Source data:
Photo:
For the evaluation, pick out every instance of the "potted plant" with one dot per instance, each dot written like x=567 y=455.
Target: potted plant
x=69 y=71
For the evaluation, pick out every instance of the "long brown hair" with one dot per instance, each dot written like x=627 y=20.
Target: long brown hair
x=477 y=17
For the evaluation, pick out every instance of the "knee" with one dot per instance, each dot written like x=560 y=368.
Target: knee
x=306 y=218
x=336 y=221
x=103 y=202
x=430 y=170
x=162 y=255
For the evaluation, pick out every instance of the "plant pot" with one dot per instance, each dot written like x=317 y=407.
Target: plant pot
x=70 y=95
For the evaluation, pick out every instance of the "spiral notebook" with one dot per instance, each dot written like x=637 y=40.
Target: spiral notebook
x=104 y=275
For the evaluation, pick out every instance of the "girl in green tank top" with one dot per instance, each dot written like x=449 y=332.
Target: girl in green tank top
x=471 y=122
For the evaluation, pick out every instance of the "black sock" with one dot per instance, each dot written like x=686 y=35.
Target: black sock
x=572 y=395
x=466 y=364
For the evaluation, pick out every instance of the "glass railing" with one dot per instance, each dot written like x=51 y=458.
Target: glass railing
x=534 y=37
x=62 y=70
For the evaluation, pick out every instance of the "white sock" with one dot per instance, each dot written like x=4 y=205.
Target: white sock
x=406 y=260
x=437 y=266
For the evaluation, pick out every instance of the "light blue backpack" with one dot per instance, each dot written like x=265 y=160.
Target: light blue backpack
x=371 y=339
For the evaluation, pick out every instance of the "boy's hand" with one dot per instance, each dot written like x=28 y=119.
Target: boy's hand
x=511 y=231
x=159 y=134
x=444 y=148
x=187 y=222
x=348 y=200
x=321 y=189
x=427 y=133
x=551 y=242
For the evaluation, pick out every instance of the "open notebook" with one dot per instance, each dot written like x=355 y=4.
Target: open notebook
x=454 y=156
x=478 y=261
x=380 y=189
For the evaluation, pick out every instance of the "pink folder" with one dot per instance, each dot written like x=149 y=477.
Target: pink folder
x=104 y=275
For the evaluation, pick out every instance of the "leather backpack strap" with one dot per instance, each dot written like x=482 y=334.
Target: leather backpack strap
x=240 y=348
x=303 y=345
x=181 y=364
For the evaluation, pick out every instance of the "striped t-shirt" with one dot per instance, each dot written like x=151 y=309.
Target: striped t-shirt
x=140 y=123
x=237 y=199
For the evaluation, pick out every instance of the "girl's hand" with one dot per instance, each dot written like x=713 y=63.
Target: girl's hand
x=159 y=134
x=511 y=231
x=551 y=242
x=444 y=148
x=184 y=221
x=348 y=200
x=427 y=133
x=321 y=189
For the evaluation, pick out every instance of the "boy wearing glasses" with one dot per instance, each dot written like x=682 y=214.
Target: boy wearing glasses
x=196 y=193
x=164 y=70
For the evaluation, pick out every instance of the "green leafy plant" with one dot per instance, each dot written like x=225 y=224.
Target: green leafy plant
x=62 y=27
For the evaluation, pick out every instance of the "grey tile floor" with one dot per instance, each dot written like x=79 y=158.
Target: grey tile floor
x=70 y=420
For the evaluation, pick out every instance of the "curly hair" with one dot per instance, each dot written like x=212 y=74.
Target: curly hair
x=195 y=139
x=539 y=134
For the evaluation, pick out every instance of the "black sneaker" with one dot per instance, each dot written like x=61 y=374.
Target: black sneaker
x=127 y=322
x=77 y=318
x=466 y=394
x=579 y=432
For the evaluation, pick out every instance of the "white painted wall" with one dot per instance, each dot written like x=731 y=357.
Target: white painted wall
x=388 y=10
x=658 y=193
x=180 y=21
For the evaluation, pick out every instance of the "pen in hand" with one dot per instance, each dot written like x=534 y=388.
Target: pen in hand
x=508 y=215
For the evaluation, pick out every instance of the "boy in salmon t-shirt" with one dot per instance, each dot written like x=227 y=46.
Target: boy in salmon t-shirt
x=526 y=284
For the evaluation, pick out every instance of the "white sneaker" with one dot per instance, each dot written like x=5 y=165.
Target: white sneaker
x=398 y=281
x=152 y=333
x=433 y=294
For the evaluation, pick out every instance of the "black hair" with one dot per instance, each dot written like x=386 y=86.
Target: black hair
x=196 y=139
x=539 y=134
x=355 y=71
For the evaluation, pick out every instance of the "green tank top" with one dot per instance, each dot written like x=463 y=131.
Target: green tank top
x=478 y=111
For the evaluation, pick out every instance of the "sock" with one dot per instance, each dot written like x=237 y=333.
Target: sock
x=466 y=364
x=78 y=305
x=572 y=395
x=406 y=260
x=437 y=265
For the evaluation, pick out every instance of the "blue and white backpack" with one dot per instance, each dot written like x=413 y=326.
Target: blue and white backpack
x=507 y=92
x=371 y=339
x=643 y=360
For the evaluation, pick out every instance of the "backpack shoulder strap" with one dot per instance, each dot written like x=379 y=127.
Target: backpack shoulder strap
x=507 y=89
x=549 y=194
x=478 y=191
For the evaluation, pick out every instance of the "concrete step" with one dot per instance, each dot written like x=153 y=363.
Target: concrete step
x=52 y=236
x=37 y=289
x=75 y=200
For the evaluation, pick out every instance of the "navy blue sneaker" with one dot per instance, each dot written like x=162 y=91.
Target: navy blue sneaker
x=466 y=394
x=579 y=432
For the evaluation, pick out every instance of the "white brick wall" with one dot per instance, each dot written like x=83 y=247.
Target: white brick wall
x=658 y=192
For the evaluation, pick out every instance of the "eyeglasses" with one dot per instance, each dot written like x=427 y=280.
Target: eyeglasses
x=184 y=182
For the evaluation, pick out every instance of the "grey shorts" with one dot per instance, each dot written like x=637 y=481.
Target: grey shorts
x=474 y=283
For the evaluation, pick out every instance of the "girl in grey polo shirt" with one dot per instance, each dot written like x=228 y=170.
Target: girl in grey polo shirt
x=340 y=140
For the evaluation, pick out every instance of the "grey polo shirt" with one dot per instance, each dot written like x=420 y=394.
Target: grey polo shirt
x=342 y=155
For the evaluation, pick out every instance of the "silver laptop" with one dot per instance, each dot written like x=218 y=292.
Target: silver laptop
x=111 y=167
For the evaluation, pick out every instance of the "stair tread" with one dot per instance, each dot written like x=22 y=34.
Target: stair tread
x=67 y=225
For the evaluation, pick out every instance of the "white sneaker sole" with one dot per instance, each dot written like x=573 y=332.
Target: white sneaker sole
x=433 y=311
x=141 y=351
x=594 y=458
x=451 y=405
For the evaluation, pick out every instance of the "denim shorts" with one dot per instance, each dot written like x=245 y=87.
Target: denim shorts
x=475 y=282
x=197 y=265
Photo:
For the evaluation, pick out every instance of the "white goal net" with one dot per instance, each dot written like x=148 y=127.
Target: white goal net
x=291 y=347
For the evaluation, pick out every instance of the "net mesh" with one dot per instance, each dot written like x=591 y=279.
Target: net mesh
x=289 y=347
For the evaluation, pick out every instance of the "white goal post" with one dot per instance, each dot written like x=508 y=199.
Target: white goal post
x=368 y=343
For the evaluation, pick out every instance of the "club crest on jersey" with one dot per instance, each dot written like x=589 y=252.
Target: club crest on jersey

Exercise:
Transcribe exactly, and only, the lines from the one bearing "like x=573 y=332." through the last line of the entries, counting both.

Result of this task:
For the evaluation, pick out every instance of the "white sneaker sole" with one dot per instance, each dot written like x=573 y=332.
Target: white sneaker sole
x=433 y=311
x=141 y=351
x=594 y=458
x=451 y=405
For the evaluation, pick out every instance of the "denim shorts" with one dot per instance, each dot written like x=245 y=87.
Target: denim shorts
x=475 y=282
x=197 y=265
Photo:
For the evaluation, pick out every instance of the "white goal net" with one dot per instance, each dot written like x=148 y=127.
Target: white goal net
x=291 y=347
For the evaluation, pick out every instance of the "net mesh" with one dot per instance, each dot written like x=591 y=279.
Target: net mesh
x=289 y=347
For the evaluation, pick out every instance of the "white goal post" with one dot per instance, each dot written like x=508 y=199.
Target: white goal post
x=368 y=343
For the evaluation, pick out every instance of the "club crest on jersey" with one dot per instance, each dot written like x=589 y=252.
Target: club crest on jersey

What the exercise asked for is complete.